WRITTEN TASK:
Lay out the listing below as a numbered list with one number per line, and skip any blank lines.

RECORDS:
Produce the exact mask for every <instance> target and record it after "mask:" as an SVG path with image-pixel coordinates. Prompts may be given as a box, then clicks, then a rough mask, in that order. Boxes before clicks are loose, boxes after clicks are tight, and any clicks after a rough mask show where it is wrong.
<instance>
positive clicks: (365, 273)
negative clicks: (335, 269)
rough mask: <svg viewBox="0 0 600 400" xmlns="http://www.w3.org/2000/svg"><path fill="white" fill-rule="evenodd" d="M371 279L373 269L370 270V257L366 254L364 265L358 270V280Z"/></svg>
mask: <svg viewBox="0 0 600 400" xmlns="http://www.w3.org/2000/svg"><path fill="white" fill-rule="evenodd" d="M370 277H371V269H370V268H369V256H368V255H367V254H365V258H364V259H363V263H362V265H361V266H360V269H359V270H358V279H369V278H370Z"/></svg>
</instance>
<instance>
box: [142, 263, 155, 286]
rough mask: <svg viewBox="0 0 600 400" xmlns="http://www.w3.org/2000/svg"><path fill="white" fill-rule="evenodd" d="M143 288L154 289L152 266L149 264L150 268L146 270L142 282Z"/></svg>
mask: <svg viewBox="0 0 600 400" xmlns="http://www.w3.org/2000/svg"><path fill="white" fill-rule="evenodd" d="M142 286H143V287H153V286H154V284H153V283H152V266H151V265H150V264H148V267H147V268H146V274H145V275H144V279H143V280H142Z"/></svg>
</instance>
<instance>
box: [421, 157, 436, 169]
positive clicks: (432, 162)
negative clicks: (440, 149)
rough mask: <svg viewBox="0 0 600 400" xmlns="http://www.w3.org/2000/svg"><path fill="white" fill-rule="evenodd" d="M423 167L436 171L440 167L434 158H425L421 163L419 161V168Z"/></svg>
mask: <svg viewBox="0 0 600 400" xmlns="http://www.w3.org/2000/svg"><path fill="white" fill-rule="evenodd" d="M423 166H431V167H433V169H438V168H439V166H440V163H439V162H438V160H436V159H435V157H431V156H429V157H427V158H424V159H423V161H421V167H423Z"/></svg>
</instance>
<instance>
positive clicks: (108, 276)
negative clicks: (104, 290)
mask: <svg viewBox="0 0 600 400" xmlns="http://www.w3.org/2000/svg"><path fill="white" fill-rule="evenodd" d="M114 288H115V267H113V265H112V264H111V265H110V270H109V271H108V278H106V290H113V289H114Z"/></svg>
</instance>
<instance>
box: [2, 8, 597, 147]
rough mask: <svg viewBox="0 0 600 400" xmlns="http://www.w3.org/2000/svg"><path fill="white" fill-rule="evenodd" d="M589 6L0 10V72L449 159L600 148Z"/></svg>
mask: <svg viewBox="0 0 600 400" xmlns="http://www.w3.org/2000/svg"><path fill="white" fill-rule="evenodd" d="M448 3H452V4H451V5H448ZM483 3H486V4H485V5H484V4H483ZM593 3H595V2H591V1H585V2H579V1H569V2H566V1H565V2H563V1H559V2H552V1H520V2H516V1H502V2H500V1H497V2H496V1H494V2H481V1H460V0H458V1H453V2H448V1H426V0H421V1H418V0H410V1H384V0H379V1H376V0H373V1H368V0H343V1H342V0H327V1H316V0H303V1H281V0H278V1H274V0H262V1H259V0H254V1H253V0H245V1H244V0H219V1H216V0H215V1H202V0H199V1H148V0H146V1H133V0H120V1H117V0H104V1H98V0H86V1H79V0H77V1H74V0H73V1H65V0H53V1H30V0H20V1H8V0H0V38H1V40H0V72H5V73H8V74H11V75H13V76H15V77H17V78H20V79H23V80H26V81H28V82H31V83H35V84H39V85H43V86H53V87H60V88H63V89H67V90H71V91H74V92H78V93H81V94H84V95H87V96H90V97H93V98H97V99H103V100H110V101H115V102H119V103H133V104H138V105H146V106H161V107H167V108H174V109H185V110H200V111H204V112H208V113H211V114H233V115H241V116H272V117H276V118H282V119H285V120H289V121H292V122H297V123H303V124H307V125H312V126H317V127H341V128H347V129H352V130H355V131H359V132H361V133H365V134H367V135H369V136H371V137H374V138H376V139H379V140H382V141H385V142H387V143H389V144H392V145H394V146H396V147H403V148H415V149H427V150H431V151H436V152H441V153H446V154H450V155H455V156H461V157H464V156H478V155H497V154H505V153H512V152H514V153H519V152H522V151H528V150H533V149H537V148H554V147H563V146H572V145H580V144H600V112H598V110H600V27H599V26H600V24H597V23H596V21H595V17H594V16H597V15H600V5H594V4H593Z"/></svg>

ANSWER BELOW:
1. Produce the exact mask for every <instance> target and record it after "mask:" as an SVG path with image-pixel coordinates. Prompts may be given as a box, then clicks, then a rough mask, in that order. Boxes before clicks are loose, boxes after clicks are tight, and any clicks after a rough mask show where it is wrong.
2. <instance>
3. positive clicks: (365, 273)
4. negative clicks: (335, 269)
5. rough mask: <svg viewBox="0 0 600 400" xmlns="http://www.w3.org/2000/svg"><path fill="white" fill-rule="evenodd" d="M371 279L373 269L370 270V257L366 254L364 265L358 270V280Z"/></svg>
6. mask: <svg viewBox="0 0 600 400" xmlns="http://www.w3.org/2000/svg"><path fill="white" fill-rule="evenodd" d="M370 277H371V269H370V268H369V256H368V255H367V254H365V258H364V259H363V263H362V265H361V266H360V269H359V270H358V279H369V278H370Z"/></svg>
7. </instance>
8. <instance>
9. box: [142, 263, 155, 286]
10. rough mask: <svg viewBox="0 0 600 400" xmlns="http://www.w3.org/2000/svg"><path fill="white" fill-rule="evenodd" d="M143 288L154 289L152 266L149 264L150 268L146 270L142 282Z"/></svg>
11. mask: <svg viewBox="0 0 600 400" xmlns="http://www.w3.org/2000/svg"><path fill="white" fill-rule="evenodd" d="M142 286H143V287H153V286H154V284H153V283H152V266H151V265H150V264H148V267H147V268H146V274H145V275H144V279H143V280H142Z"/></svg>
12. </instance>
13. <instance>
14. box: [421, 157, 436, 169]
15. positive clicks: (432, 162)
16. negative clicks: (440, 149)
17. rough mask: <svg viewBox="0 0 600 400" xmlns="http://www.w3.org/2000/svg"><path fill="white" fill-rule="evenodd" d="M423 167L436 171L440 167L434 158H425L421 163L419 161V168Z"/></svg>
18. mask: <svg viewBox="0 0 600 400" xmlns="http://www.w3.org/2000/svg"><path fill="white" fill-rule="evenodd" d="M423 166H431V167H433V169H438V168H439V166H440V163H439V162H438V160H436V159H435V157H431V156H429V157H427V158H424V159H423V161H421V167H423Z"/></svg>
19. </instance>
20. <instance>
21. positive clicks: (108, 276)
22. negative clicks: (104, 290)
23. mask: <svg viewBox="0 0 600 400" xmlns="http://www.w3.org/2000/svg"><path fill="white" fill-rule="evenodd" d="M114 288H115V267H113V265H112V264H111V265H110V270H109V271H108V278H106V290H113V289H114Z"/></svg>
24. </instance>
25. <instance>
26. box: [2, 8, 597, 147]
27. rough mask: <svg viewBox="0 0 600 400" xmlns="http://www.w3.org/2000/svg"><path fill="white" fill-rule="evenodd" d="M589 6L0 10V72L449 159L600 148Z"/></svg>
28. mask: <svg viewBox="0 0 600 400" xmlns="http://www.w3.org/2000/svg"><path fill="white" fill-rule="evenodd" d="M448 3H452V4H451V5H448ZM483 3H486V4H485V5H484V4H483ZM593 3H595V2H591V1H585V2H579V1H569V2H566V1H565V2H563V1H559V2H552V1H520V2H516V1H502V2H500V1H497V2H496V1H494V2H481V1H460V0H458V1H453V2H448V1H426V0H421V1H418V0H410V1H384V0H379V1H376V0H373V1H368V0H343V1H342V0H327V1H316V0H303V1H281V0H278V1H274V0H262V1H259V0H254V1H253V0H245V1H244V0H219V1H216V0H215V1H202V0H199V1H148V0H146V1H133V0H120V1H117V0H104V1H98V0H86V1H79V0H77V1H74V0H73V1H65V0H53V1H30V0H20V1H8V0H0V38H1V40H0V72H5V73H8V74H11V75H13V76H15V77H17V78H20V79H23V80H26V81H28V82H31V83H35V84H39V85H43V86H53V87H60V88H63V89H67V90H71V91H74V92H78V93H81V94H84V95H87V96H90V97H93V98H97V99H103V100H110V101H115V102H119V103H133V104H138V105H146V106H161V107H167V108H174V109H185V110H200V111H204V112H208V113H211V114H233V115H241V116H272V117H276V118H282V119H285V120H289V121H292V122H297V123H303V124H307V125H312V126H317V127H341V128H347V129H352V130H355V131H359V132H361V133H365V134H367V135H369V136H371V137H374V138H376V139H379V140H382V141H385V142H387V143H389V144H392V145H394V146H396V147H403V148H415V149H427V150H431V151H436V152H441V153H446V154H450V155H455V156H461V157H464V156H478V155H497V154H505V153H512V152H514V153H519V152H522V151H528V150H533V149H537V148H554V147H563V146H572V145H580V144H600V112H598V110H600V27H599V26H600V24H597V23H596V21H595V17H594V16H597V15H600V5H594V4H593Z"/></svg>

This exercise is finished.